• **DOCUMENT TEXT**:
============

15th Director of the National Institutes of Health
- In office May 2, 2002 – October 31, 2008
- President: George W. Bush
- Preceded by: Harold Varmus
- Succeeded by: Francis Collins

Personal details
- Born: April 12, 1951 (age 75) Nedroma, Algeria
- Citizenship: Algeria; United States;
- Education: University of Algiers (MD)
- Known for: Former Director of the National Institutes of Health; Former Physician-Scientist, Radiology Chair, and Executive Vice Dean at Johns Hopkins School of Medicine; Former President of Global R&D at Sanofi; Current President of OPKO Health and Co-founder of ModeX Therapeutics;
- Awards: see "Awards and International Recognition" below
- Fields: Medical imaging
- Workplaces: Johns Hopkins School of Medicine;

= Elias Zerhouni =

Algerian-American radiologist (born 1951)

Elias Zerhouni (إلياس زرهوني; born April 12, 1951) is an Algerian American radiologist and biomedical engineer who has held leadership roles in academia, government, and the pharmaceutical industry.

Zerhouni was a faculty member at Johns Hopkins University School of Medicine and served as the executive vice-dean from 1996 to 2002. He also served as the 15th director of the National Institutes of Health (NIH) from May 2, 2002, to October 31, 2008, under the George W. Bush administration. In 2009, under the Obama administration, he was appointed as one of the first presidential science envoys. He was a senior fellow for the Bill and Melinda Gates Foundation from 2009 to 2010. From January 2011 until his retirement on June 30, 2018, he was the president of Global Research and Development at the pharmaceutical company Sanofi.

In October 2020, Zerhouni co-founded ModeX Therapeutics, a privately held biotechnology company focused on immune-based therapies for cancer and infectious diseases. In 2022, ModeX Therapeutics was acquired by OPKO Health, wherein Zerhouni was appointed as the vice-chairman and president.

== Early life and education ==
Zerhouni was born on April 12, 1951, in Nedroma, Algeria. After completing his M.D. from the University of Algiers' School of Medicine in 1975, he immigrated to the United States to study radiology at the Johns Hopkins School of Medicine.

== Career ==
From 1981 to 1985, he served as the vice-chair for the Department of Radiology at Eastern Virginia Medical School and its affiliated DePaul Hospital. In 1985, Zerhouni returned to Johns Hopkins School of Medicine as co-director of full-body CT and MRI, and was later promoted to associate professor. He was appointed director of the MRI division in 1988 and promoted to full professor in 1992. In 1995, he also became a professor of biomedical engineering at Hopkins. In 1996, Zerhouni was named as the chair of the radiology department and appointed as the executive vice-dean of the Johns Hopkins School of Medicine. He then served as vice-dean for Clinical Affairs and president of the Clinical Practice Association (1996–1999) and vice dean for Research (1999–2002).

============

• **EXERCISE REQUIREMENTS**:
(a) Write out the portion of the Elias Zerhouni biography that begins with the words containing "- Known for: Former" and ends with "the pharmaceutical industry.".
(b) Pick up the Elias Zerhouni biography after its final sentence and keep writing it.
The rows after this point were drawn from a separate source.

============

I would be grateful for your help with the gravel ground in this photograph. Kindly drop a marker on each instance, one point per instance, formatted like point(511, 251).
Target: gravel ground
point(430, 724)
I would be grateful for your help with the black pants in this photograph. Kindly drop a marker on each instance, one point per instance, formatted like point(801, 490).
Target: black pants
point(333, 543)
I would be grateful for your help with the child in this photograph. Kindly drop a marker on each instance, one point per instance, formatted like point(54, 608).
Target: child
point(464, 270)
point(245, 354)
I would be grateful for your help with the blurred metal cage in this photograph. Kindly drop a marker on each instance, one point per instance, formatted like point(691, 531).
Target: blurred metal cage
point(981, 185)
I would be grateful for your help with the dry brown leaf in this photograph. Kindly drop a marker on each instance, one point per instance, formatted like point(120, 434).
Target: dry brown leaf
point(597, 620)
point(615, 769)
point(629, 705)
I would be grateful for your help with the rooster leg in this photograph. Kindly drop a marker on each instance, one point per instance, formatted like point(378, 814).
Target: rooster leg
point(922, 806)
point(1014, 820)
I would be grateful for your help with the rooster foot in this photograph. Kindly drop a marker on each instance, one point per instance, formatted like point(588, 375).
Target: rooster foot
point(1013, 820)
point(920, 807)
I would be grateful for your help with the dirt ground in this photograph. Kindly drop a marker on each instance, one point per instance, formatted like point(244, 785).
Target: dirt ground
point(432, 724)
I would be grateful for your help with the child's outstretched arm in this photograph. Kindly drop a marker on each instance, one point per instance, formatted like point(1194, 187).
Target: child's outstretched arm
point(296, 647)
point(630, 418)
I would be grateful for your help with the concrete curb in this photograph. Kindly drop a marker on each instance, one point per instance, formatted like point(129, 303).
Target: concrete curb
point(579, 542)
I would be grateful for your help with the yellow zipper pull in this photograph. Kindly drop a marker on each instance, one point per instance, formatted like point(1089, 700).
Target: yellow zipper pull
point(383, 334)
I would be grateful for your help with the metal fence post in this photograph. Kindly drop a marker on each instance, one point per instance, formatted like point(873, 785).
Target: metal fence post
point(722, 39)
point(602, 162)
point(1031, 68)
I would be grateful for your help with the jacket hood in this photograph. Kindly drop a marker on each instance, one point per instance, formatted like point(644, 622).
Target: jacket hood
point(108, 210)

============

• **ANSWERS PROVIDED**:
(a)
- Known for: Former Director of the National Institutes of Health; Former Physician-Scientist, Radiology Chair, and Executive Vice Dean at Johns Hopkins School of Medicine; Former President of Global R&D at Sanofi; Current President of OPKO Health and Co-founder of ModeX Therapeutics;
- Awards: see "Awards and International Recognition" below
- Fields: Medical imaging
- Workplaces: Johns Hopkins School of Medicine;

= Elias Zerhouni =

Algerian-American radiologist (born 1951)

Elias Zerhouni (إلياس زرهوني; born April 12, 1951) is an Algerian American radiologist and biomedical engineer who has held leadership roles in academia, government, and the pharmaceutical industry.

(b)
In the early 1980s, Zerhouni established Computerized Imaging Reference Systems (CIRS) (now part of Mirion Technologies), which manufactured tissue-equivalent phantoms used in medical imaging and radiation therapy. He also established the Advanced Medical Imaging Institute, an integrated outpatient medical imaging center. Zerhouni also:
- Co-invented a breast biopsy method for diagnosing breast cancer.
- Co-founded Biopsys Medical, which was acquired by Johnson & Johnson in 1997.
- Co-founded a company with community-based radiologists that focused on providing advanced outpatient imaging services, which was later acquired by the American Radiology Services Corporation.

Zerhouni served as a consultant to the White House under President Ronald Reagan (1985) and to the World Health Organization (1988), and served on the National Cancer Institute's Board of Scientific Advisors (1998–2002).

== Role as Director of National Institutes of Health (2002–2008) ==
Zerhouni was appointed as the 15th director of the NIH by President George W. Bush. He was confirmed by the Senate in April 2002 and served until October 2008, becoming the first immigrant to serve as NIH director. He is known for establishing the NIH Roadmap for Medical Research, a plan to foster trans-NIH initiatives. The Roadmap drew criticism from researchers for diverting funding from traditional individual grants during a period of declining success rates. Despite this, the Roadmap drew support from Congress.

In his tenure as director, he implemented a ban on agency scientists consulting for pharmaceutical companies. He publicly diverged from the Bush administration's limits on federal financing of stem-cell research, testifying to Congress that it was limiting scientific progress. Additionally, he defended the value of sexual health research, which drew criticism from a Republican Congress.

Zerhouni implemented a policy requiring public access to NIH-funded research results.

Zerhouni is on the board of the Foundation for the National Institutes of Health.

== Post-NIH career ==
Following his tenure as NIH director, Zerhouni served as a presidential science and technology envoy for President Barack Obama and as a senior fellow at the Bill and Melinda Gates Foundation from 2009 to 2010.

During this period, the American Association for the Advancement of Science and Science magazine launched Science Translational Medicine, of which Zerhouni was a founding editor. He also served on the board of Actelion Pharmaceuticals.

In 2011, Zerhouni joined Sanofi as the head of Research and Development. He retired from Sanofi in June 2018.

Following his retirement from Sanofi in 2018, Zerhouni joined several boards, including Research!America, the Lasker Foundation, and the Danaher Corporation. He is a founding board member of the Davos Alzheimer's Collaborative (DAC). He also joined the board of directors of B-FLEXION (formerly Waypoint Capital).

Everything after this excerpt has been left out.